Demande pas ton reste
Installation in situ au Centre Tignous d'Art Contemporain de Montreuil pour l’exposition Format Cabine, curatée par Marion Zilio
Cordes, fils de pêche, pierres, branche, téléphone, tige de métal, poids en tube plastiques et ciment.
Aide à l’installation Clara Ormières
Novembre - décembre 2021
“Le vent souffle sur l’étang de Bages. Dans ce milieu saumâtre, évoluent en eau peu profonde une faune et une flore qualifiées de « patrimoine écologique à préserver ». Les zostères et les potamots prennent racine dans ces sédiments sableux. Ces plantes marines sont de parfaites alliées pour les espèces migratrices, la belle saison. Parmi elles, les anguilles y séjournent quelques années avant de se reproduire en un endroit unique : la mer des Sargasses, au Nord des Antilles.

Enregistrements de données:
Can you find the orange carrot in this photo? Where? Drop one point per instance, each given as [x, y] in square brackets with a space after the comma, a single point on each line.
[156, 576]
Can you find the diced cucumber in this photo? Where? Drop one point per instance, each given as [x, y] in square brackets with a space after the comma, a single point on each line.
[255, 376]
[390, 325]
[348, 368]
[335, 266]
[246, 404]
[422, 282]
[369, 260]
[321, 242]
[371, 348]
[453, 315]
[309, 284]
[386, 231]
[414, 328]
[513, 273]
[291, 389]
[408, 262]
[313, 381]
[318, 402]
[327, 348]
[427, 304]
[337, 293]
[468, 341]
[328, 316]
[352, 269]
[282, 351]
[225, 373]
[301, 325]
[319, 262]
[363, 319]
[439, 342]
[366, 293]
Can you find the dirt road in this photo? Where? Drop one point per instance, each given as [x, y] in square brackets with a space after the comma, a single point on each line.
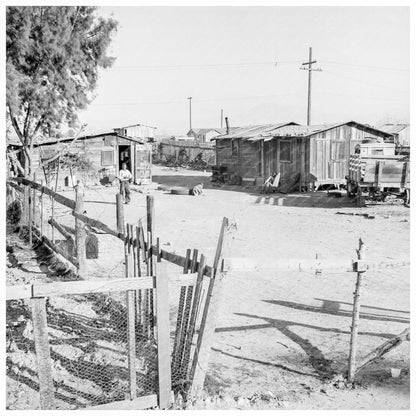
[286, 332]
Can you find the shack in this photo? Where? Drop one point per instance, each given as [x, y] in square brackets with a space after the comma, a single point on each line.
[310, 155]
[105, 153]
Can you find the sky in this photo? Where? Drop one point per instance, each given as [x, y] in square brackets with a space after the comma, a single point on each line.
[246, 61]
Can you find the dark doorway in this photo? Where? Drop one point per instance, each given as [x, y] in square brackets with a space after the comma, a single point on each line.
[124, 156]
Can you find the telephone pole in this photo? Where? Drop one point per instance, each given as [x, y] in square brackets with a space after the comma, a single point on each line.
[190, 113]
[309, 69]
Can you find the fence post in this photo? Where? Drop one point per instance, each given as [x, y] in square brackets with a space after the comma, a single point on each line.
[163, 337]
[80, 233]
[120, 213]
[41, 210]
[43, 356]
[150, 208]
[356, 315]
[131, 318]
[208, 321]
[30, 203]
[33, 202]
[25, 206]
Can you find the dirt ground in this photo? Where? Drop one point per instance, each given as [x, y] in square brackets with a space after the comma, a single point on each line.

CONSIGNE:
Pour chacune des affirmations (a), (b) et (c), dites si elle concorde avec le texte du document en répondant oui ou non et en citant les mots décisifs du texte.
(a) L'installation date de novembre-décembre 2021.
(b) Clara Ormières est la curatrice de l'exposition Format Cabine.
(c) Les anguilles se reproduisent dans l'étang de Bages.

RÉPONSE ATTENDUE:
(a) Oui : « Novembre - décembre 2021 ».
(b) Non : « curatée par Marion Zilio ».
(c) Non : « se reproduire en un endroit unique : la mer des Sargasses ».